▶ _EXTRACTED MATERIAL_:
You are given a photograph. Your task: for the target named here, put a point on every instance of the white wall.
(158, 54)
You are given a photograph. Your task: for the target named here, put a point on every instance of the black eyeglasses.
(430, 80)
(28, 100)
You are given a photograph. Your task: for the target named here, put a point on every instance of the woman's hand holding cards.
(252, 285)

▶ _PROBLEM TO WORK ON_: What is needed is a full, exact copy of the records.

▶ _RESULT OF THE EXERCISE_:
You are given a photograph. Your task: for the target named here, put a point on every instance of the white wall.
(158, 54)
You are given a photograph. Your task: for the target named here, put a point on every instance of the black eyeglasses.
(430, 80)
(28, 100)
You are given a photograph. Your task: for the target named here, put a point on every instance of the woman's hand holding cards.
(252, 285)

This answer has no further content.